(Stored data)
=====

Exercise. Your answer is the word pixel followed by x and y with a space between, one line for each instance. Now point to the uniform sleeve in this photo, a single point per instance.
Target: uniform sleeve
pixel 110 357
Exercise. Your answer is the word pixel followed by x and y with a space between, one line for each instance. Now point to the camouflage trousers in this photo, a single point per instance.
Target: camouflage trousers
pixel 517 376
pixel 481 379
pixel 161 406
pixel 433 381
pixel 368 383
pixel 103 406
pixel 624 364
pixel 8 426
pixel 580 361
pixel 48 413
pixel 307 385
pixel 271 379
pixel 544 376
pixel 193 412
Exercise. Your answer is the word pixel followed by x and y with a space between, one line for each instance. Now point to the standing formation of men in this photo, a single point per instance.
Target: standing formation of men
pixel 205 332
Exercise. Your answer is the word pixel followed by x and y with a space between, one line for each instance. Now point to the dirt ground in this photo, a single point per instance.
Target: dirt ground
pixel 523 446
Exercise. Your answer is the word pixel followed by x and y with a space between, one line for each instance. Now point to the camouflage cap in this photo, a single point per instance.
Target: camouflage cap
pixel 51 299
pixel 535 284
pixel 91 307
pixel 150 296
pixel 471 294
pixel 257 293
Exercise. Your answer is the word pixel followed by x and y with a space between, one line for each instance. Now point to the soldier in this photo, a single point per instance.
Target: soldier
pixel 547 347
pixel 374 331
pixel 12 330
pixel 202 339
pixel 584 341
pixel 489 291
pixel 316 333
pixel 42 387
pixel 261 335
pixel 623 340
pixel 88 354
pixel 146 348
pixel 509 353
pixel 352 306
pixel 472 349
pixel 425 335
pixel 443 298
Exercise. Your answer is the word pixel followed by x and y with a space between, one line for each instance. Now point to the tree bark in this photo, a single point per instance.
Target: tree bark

=====

PROBLEM DETAILS
Return all of the rows above verbatim, leaving every line unchanged.

ANSWER TO THIS TASK
Exercise. Your answer is the word pixel followed by x and y with a space between, one line for each instance. Now point to the uniform sleeve in this photo, a single point per instance.
Target: uniform sleeve
pixel 110 357
Exercise. Your answer is the word pixel followed by x and y with a space between, one line for each instance. Now point to the camouflage trousers in this photo, a single point per instance.
Target: camouflage trousers
pixel 517 376
pixel 481 379
pixel 161 406
pixel 433 381
pixel 368 383
pixel 103 406
pixel 624 364
pixel 8 426
pixel 580 361
pixel 48 413
pixel 307 385
pixel 271 379
pixel 544 376
pixel 193 412
Exercise. Your answer is the word pixel followed by x and y with a space between, one line for each instance. Now point to the standing formation of men in this photo, a single point per instance.
Target: standing formation of men
pixel 205 332
Exercise. Your answer is the word pixel followed by x and y with a space between, one line for each instance. Now point to the dirt ground in this photo, a single point per instance.
Target: dirt ground
pixel 523 446
Exercise. Your answer is the word pixel followed by x and y with a space between, one line for each instance. Now point to the camouflage cap in this photo, a single point per instance.
Target: camouflage cap
pixel 51 299
pixel 535 284
pixel 91 307
pixel 150 296
pixel 471 294
pixel 257 293
Exercise. Your answer is the word pixel followed by x and y with a space between, one line for each instance. Now point to the soldier in this photo, a single point per instance.
Target: soldier
pixel 547 347
pixel 374 331
pixel 12 330
pixel 202 339
pixel 584 341
pixel 489 291
pixel 316 333
pixel 42 387
pixel 261 335
pixel 623 340
pixel 88 354
pixel 146 348
pixel 509 353
pixel 352 306
pixel 472 349
pixel 425 335
pixel 443 298
Exercise. Your answer is the word pixel followed by x and y with a space between, one line for each instance. Now point to the tree bark in this photo, a single point per instance.
Target: tree bark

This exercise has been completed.